> _Extracted material_
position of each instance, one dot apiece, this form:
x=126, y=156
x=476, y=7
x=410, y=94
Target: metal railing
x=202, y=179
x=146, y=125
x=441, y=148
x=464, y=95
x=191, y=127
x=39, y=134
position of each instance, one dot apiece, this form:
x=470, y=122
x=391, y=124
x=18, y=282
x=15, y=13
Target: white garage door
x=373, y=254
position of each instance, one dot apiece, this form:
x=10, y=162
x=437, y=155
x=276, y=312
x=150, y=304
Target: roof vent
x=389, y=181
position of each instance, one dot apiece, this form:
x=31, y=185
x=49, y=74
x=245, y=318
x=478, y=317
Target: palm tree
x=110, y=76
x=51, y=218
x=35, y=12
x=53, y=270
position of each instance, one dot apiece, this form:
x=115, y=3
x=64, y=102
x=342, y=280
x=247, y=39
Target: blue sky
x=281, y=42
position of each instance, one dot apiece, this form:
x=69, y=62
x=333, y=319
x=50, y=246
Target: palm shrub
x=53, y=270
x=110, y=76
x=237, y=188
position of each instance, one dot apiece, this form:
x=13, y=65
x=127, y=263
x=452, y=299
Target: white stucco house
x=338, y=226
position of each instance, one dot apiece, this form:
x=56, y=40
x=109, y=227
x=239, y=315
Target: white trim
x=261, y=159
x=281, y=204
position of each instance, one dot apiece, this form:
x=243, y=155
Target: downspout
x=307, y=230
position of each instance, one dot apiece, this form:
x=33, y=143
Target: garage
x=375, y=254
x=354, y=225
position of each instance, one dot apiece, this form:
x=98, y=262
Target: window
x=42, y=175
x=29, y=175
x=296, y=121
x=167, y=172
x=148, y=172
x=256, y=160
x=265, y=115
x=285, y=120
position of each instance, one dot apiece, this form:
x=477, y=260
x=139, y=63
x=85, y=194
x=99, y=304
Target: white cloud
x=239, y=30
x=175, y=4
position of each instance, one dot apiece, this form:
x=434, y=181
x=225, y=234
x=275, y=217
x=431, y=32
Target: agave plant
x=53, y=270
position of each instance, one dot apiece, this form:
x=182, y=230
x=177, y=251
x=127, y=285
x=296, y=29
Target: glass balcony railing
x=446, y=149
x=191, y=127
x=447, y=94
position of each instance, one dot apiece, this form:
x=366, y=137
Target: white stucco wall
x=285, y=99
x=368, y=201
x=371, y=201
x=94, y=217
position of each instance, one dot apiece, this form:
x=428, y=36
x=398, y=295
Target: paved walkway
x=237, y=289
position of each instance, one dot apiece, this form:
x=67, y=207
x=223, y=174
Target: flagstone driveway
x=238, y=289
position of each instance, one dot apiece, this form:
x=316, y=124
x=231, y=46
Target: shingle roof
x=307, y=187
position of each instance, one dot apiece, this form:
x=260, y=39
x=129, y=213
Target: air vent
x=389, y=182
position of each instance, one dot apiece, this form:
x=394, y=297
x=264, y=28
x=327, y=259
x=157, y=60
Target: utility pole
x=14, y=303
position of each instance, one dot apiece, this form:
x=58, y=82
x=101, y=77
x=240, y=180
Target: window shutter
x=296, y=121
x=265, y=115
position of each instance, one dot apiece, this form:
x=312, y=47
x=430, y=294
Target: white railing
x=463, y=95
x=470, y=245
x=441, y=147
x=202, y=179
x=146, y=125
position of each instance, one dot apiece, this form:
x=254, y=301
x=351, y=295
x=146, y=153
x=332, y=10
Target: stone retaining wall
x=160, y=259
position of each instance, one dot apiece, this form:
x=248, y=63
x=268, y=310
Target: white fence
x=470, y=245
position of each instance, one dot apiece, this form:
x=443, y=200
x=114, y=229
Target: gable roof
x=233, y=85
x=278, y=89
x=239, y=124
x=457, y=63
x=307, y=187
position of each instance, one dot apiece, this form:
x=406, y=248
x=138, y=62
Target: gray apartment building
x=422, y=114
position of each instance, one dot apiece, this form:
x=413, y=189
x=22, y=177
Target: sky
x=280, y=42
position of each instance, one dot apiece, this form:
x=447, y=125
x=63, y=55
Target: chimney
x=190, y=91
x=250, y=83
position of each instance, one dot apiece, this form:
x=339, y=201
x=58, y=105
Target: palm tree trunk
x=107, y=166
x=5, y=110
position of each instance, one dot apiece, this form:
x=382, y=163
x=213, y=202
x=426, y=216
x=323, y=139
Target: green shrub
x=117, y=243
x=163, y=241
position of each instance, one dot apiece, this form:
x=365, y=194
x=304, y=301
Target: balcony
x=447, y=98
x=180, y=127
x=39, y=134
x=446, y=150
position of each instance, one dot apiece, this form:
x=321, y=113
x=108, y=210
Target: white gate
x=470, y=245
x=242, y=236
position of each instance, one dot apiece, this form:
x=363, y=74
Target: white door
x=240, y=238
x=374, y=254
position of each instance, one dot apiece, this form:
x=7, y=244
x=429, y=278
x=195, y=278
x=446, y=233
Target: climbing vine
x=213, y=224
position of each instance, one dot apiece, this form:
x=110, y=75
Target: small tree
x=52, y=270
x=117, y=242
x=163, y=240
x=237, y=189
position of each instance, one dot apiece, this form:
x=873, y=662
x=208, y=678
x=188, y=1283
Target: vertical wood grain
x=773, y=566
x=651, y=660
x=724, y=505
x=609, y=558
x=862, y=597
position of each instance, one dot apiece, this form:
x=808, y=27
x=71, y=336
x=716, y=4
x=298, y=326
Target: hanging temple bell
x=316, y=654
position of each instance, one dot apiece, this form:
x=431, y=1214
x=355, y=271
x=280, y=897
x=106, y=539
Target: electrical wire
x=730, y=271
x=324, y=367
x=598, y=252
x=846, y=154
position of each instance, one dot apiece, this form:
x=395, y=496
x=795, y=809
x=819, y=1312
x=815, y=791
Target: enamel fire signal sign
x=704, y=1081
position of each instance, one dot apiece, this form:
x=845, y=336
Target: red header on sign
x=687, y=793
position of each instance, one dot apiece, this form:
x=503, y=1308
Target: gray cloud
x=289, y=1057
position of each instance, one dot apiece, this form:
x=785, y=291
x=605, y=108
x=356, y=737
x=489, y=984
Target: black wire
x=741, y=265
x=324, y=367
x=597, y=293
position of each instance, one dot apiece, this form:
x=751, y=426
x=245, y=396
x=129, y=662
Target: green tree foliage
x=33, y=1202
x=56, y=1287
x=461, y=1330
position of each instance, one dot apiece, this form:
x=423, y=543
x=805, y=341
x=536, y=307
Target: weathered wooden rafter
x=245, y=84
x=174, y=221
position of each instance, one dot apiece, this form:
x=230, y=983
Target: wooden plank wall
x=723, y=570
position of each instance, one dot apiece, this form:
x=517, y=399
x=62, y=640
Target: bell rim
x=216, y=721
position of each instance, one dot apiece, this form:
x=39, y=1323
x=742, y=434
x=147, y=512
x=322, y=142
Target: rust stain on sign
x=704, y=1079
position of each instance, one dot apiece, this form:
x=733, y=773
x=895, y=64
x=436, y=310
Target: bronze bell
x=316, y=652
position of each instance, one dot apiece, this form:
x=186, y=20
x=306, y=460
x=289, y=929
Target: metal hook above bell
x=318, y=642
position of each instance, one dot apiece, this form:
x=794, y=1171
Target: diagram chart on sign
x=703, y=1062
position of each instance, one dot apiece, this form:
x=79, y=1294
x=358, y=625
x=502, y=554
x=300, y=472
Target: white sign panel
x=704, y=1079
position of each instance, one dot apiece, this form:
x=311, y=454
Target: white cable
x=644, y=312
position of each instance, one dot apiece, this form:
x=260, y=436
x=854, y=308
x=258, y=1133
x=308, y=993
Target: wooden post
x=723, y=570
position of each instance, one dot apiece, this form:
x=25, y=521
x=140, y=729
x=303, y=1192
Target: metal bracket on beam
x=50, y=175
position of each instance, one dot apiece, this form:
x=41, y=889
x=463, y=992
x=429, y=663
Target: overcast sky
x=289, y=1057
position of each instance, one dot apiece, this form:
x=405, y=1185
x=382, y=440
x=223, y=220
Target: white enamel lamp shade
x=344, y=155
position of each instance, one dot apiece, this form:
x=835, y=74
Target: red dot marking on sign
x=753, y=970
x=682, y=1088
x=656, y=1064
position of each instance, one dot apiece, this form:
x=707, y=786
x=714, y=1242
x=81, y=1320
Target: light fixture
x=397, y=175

> _Written problem_
Reproduce the data from its first line through the line containing "x=94, y=217", inclusive, swapping "Target" for "Label" and leaving everything else unchanged.

> _The output_
position of each instance, one dot apiece, this form:
x=126, y=156
x=476, y=7
x=410, y=94
Label: metal railing
x=202, y=179
x=146, y=125
x=441, y=148
x=464, y=95
x=191, y=127
x=39, y=134
position of each instance, one dot apiece, this form:
x=470, y=122
x=391, y=124
x=18, y=282
x=15, y=13
Label: white garage door
x=373, y=254
position of each instance, one dot apiece, this form:
x=10, y=162
x=437, y=155
x=276, y=312
x=150, y=304
Label: roof vent
x=389, y=181
position of each instance, one dot apiece, this form:
x=31, y=185
x=49, y=74
x=245, y=318
x=478, y=317
Label: palm tree
x=110, y=76
x=51, y=218
x=35, y=12
x=53, y=270
position of each instance, one dot apiece, this form:
x=115, y=3
x=64, y=102
x=342, y=280
x=247, y=39
Label: blue sky
x=281, y=42
position of each instance, one dot apiece, this form:
x=69, y=62
x=333, y=319
x=50, y=246
Label: palm shrub
x=53, y=270
x=110, y=76
x=237, y=188
position of each instance, one dot apiece, this form:
x=13, y=65
x=127, y=263
x=452, y=299
Label: white stucco house
x=338, y=226
position of each instance, one dot apiece, this form:
x=56, y=40
x=109, y=227
x=239, y=315
Label: white trim
x=261, y=159
x=281, y=204
position of each instance, one dot apiece, this form:
x=243, y=155
Label: downspout
x=307, y=230
position of each instance, one dot apiece, this form:
x=33, y=143
Label: garage
x=375, y=254
x=354, y=225
position of each instance, one dot apiece, this form:
x=98, y=262
Label: window
x=42, y=175
x=29, y=175
x=296, y=121
x=167, y=172
x=148, y=172
x=256, y=160
x=265, y=115
x=285, y=120
position of each instance, one dot apiece, this form:
x=477, y=260
x=139, y=63
x=85, y=194
x=99, y=304
Label: white cloud
x=239, y=30
x=175, y=4
position of each instance, one dot apiece, this form:
x=434, y=181
x=225, y=234
x=275, y=217
x=431, y=32
Label: agave plant
x=53, y=270
position of each instance, one dot apiece, this form:
x=182, y=230
x=177, y=251
x=127, y=285
x=296, y=29
Label: glass balcony railing
x=446, y=149
x=191, y=127
x=447, y=94
position of each instance, one dot apiece, this form:
x=366, y=137
Label: white stucco wall
x=285, y=99
x=368, y=201
x=371, y=201
x=94, y=217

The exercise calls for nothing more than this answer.